## Written instruction:
Would it be possible to quote, exactly and in full, the lines from the one with "Please locate the ceiling" through the end of the entries below?

(Point annotations for photos)
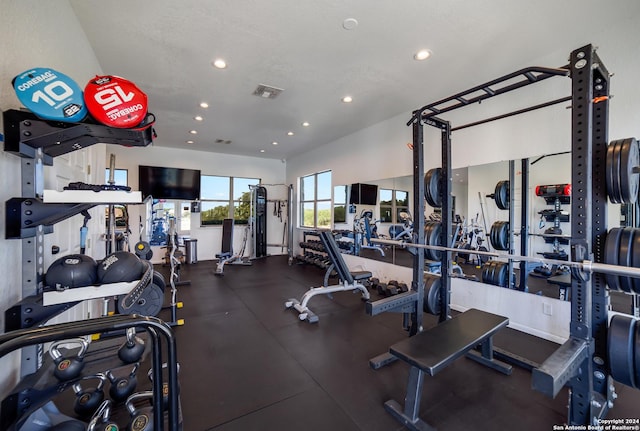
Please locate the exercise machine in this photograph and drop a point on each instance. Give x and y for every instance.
(226, 255)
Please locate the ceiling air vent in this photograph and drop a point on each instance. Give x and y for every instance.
(267, 91)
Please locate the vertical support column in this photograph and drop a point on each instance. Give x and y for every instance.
(588, 227)
(524, 224)
(32, 178)
(447, 237)
(418, 222)
(512, 221)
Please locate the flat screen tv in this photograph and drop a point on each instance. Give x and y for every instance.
(169, 183)
(364, 194)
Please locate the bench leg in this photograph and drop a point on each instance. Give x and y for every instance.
(409, 416)
(486, 357)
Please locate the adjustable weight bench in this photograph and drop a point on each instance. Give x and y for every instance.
(348, 280)
(435, 349)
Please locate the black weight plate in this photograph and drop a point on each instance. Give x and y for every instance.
(434, 185)
(610, 168)
(636, 353)
(427, 188)
(621, 349)
(158, 280)
(149, 304)
(629, 181)
(625, 258)
(616, 171)
(433, 299)
(501, 194)
(611, 249)
(635, 261)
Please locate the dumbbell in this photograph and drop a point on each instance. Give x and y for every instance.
(101, 419)
(132, 349)
(141, 419)
(88, 400)
(122, 387)
(68, 368)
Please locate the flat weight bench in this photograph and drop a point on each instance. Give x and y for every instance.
(348, 280)
(435, 349)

## Finished answer:
Please locate the ceiling air vent in this photograph and drop a point on each instance. Give x and y for every instance.
(267, 91)
Please locate the vertical support column in this photograph and drop a point on each instance. Give x and y for every instance.
(588, 227)
(524, 224)
(32, 178)
(447, 237)
(418, 222)
(512, 221)
Please locate the flat screen tv in this photograph and drop a point on each instance. Give x and y for every instance.
(169, 183)
(364, 194)
Please locate the bench leg in this photograph and drop a point on each instance. Give x and y for every instance.
(409, 416)
(486, 357)
Please locate the adjustable weight bench in this photograph and drop a point on each instance. Give x and y for every instance.
(348, 280)
(435, 349)
Please locate the black weight plate in this photograph and drop a point on each instance. Give x and y for every instance.
(434, 185)
(610, 168)
(636, 353)
(427, 188)
(621, 349)
(158, 280)
(149, 304)
(629, 181)
(625, 258)
(616, 171)
(433, 299)
(501, 194)
(611, 249)
(635, 261)
Please locate the dumbbell in this photograph and drop a point on each instance. Give x and y for every instance.
(101, 419)
(132, 349)
(141, 419)
(88, 400)
(122, 387)
(68, 368)
Please locate the flat weight bench in this photograph and drop a point on each instance. Give x and y for every instance.
(348, 280)
(435, 349)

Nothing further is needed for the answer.